• [Work required]:
Update everything from the line containing "Guideline: for each instance of the dark" down to the line containing "column 176, row 426", replacing "innermost point" with "central point" and leaving the rest unchanged. Give back only those lines.

┄┄┄┄┄┄┄┄┄┄

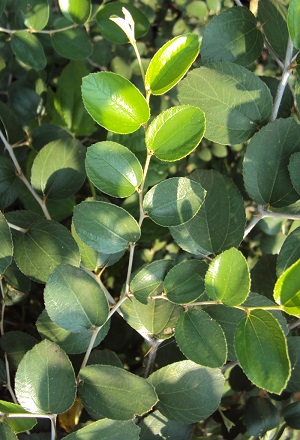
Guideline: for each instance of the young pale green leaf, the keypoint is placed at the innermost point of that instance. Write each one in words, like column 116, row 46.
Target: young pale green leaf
column 28, row 50
column 18, row 424
column 45, row 380
column 113, row 169
column 111, row 31
column 266, row 175
column 6, row 248
column 228, row 279
column 114, row 102
column 74, row 300
column 261, row 350
column 182, row 290
column 77, row 11
column 174, row 133
column 232, row 36
column 148, row 281
column 107, row 429
column 207, row 232
column 174, row 201
column 44, row 246
column 58, row 169
column 287, row 289
column 36, row 13
column 112, row 392
column 187, row 392
column 73, row 44
column 105, row 227
column 235, row 101
column 171, row 62
column 201, row 339
column 293, row 20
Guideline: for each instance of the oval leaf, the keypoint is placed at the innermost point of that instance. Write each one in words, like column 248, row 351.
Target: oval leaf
column 114, row 102
column 45, row 380
column 171, row 62
column 261, row 350
column 114, row 393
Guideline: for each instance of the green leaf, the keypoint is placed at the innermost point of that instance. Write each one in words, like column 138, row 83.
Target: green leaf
column 68, row 102
column 240, row 99
column 58, row 169
column 105, row 227
column 266, row 175
column 36, row 13
column 261, row 350
column 45, row 380
column 186, row 391
column 6, row 249
column 77, row 11
column 174, row 201
column 272, row 15
column 111, row 31
column 207, row 232
column 18, row 424
column 232, row 36
column 182, row 290
column 113, row 169
column 73, row 44
column 115, row 393
column 107, row 430
column 28, row 50
column 114, row 102
column 44, row 246
column 287, row 289
column 74, row 300
column 228, row 279
column 71, row 343
column 148, row 280
column 201, row 339
column 171, row 62
column 165, row 137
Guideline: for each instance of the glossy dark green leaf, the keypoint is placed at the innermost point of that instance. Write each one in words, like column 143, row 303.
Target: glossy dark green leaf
column 201, row 339
column 232, row 36
column 114, row 102
column 207, row 232
column 148, row 280
column 73, row 44
column 107, row 429
column 77, row 11
column 28, row 49
column 105, row 227
column 259, row 344
column 68, row 102
column 228, row 279
column 45, row 380
column 182, row 290
column 170, row 63
column 287, row 289
column 165, row 136
column 113, row 169
column 174, row 201
column 36, row 13
column 115, row 393
column 186, row 391
column 239, row 98
column 260, row 415
column 71, row 343
column 272, row 15
column 58, row 169
column 44, row 246
column 111, row 31
column 266, row 175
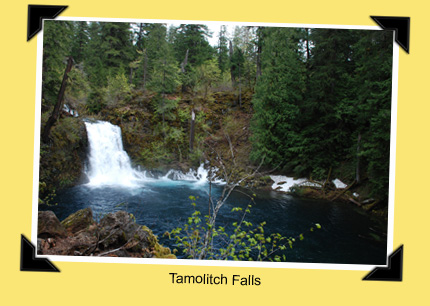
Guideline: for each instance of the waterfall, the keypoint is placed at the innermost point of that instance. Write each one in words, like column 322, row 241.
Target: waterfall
column 109, row 164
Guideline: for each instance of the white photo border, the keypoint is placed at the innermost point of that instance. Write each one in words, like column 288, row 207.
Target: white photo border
column 190, row 262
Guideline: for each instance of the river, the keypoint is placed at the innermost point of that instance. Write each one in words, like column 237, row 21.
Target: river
column 348, row 235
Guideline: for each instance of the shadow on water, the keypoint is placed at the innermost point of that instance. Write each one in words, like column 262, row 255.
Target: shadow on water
column 347, row 235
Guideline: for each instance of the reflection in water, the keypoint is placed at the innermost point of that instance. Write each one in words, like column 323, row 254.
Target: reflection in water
column 347, row 235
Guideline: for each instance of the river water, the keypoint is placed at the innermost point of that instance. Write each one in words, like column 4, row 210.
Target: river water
column 348, row 235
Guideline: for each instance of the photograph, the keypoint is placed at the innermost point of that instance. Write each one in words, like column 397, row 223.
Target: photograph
column 188, row 140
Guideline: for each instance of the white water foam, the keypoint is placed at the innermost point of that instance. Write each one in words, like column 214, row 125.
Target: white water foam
column 109, row 164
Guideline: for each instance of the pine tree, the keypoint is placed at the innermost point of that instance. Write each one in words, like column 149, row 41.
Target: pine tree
column 278, row 93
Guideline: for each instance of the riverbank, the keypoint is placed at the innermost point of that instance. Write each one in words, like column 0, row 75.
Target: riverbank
column 115, row 235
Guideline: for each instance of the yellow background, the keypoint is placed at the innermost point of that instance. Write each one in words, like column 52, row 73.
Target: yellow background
column 120, row 284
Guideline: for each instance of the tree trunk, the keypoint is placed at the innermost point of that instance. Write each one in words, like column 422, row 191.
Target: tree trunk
column 240, row 89
column 233, row 80
column 357, row 173
column 145, row 68
column 59, row 105
column 193, row 117
column 183, row 70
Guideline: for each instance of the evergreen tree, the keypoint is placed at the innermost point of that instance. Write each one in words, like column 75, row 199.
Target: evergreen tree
column 56, row 48
column 278, row 94
column 222, row 49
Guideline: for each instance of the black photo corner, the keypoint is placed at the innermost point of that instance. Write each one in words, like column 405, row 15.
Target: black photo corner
column 29, row 262
column 401, row 26
column 36, row 14
column 394, row 271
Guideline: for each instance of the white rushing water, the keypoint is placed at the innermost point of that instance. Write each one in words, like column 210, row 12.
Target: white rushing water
column 109, row 164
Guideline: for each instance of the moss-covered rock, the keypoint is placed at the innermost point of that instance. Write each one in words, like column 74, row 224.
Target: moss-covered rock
column 80, row 220
column 62, row 159
column 49, row 226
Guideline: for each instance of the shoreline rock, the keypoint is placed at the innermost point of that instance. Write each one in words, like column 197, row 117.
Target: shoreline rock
column 116, row 235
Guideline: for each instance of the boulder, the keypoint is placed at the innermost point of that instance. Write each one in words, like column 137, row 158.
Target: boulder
column 119, row 229
column 80, row 220
column 48, row 225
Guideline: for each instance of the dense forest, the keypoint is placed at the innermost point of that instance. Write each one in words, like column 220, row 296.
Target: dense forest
column 303, row 102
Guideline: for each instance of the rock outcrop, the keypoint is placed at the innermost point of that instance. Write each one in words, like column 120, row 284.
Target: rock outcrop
column 116, row 235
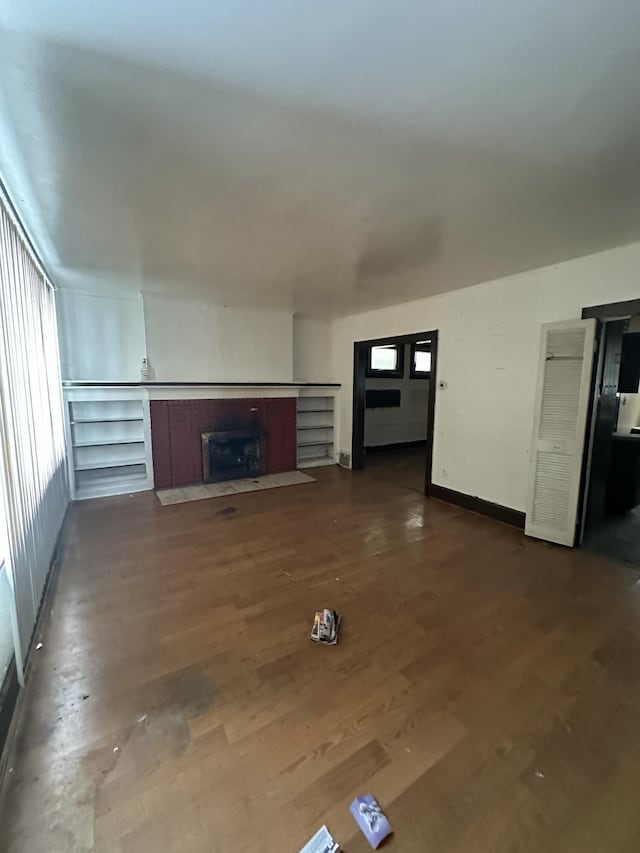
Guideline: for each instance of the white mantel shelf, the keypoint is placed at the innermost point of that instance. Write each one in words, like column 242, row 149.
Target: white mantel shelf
column 207, row 390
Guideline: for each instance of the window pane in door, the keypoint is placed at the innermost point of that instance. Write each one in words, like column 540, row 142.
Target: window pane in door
column 384, row 358
column 422, row 361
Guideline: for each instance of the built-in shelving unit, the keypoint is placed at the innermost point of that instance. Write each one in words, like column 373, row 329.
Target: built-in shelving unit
column 109, row 441
column 315, row 423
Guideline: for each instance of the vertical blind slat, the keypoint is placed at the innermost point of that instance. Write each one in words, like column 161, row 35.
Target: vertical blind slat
column 31, row 424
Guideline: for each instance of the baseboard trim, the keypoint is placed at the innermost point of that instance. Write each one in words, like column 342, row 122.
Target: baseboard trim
column 401, row 445
column 9, row 691
column 496, row 511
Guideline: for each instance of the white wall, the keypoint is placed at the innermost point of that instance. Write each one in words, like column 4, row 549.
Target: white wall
column 101, row 336
column 488, row 349
column 408, row 421
column 202, row 342
column 311, row 349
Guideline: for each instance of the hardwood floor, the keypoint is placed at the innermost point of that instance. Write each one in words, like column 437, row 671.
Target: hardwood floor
column 486, row 688
column 401, row 466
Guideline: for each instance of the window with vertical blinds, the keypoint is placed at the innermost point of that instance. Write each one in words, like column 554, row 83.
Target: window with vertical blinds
column 32, row 461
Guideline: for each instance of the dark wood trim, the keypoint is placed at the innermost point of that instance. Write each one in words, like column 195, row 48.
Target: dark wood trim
column 360, row 361
column 360, row 355
column 602, row 313
column 400, row 445
column 67, row 383
column 9, row 691
column 496, row 511
column 431, row 412
column 612, row 311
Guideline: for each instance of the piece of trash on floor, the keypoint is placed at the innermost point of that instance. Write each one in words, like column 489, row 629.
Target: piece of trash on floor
column 322, row 842
column 371, row 819
column 326, row 624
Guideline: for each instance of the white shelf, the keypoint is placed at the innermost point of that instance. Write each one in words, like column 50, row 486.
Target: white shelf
column 105, row 420
column 109, row 463
column 108, row 442
column 315, row 417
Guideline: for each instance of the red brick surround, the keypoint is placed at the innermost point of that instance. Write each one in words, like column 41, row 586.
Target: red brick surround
column 176, row 426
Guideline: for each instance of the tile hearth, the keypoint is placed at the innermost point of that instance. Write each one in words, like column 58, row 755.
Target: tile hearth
column 167, row 497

┄┄┄┄┄┄┄┄┄┄

• [Solved problem]:
Guideline: for each instance of the dark wood trim, the keypoint is placed at the central point of that instance. Write each one in words, like column 195, row 48.
Target: dark wood trim
column 360, row 361
column 360, row 355
column 602, row 313
column 400, row 445
column 67, row 383
column 9, row 691
column 496, row 511
column 431, row 412
column 612, row 311
Guideline: for each instance of the piece of trash on floor, the keypoint is placed at the central point of that instance. Write each one in words, like column 489, row 629.
Target: piece of trash on floor
column 322, row 842
column 371, row 819
column 326, row 624
Guideline: for each instance of the white shelf, the keypoint is placed at the central point of that instance. Write each one in words, like column 50, row 486.
Target: white shelf
column 105, row 420
column 109, row 463
column 108, row 442
column 315, row 417
Guideline: for each instance of the red brick surround, the keypoint is placed at the central point of that instance. Write each one in words, like column 41, row 586.
Target: red brick surround
column 176, row 426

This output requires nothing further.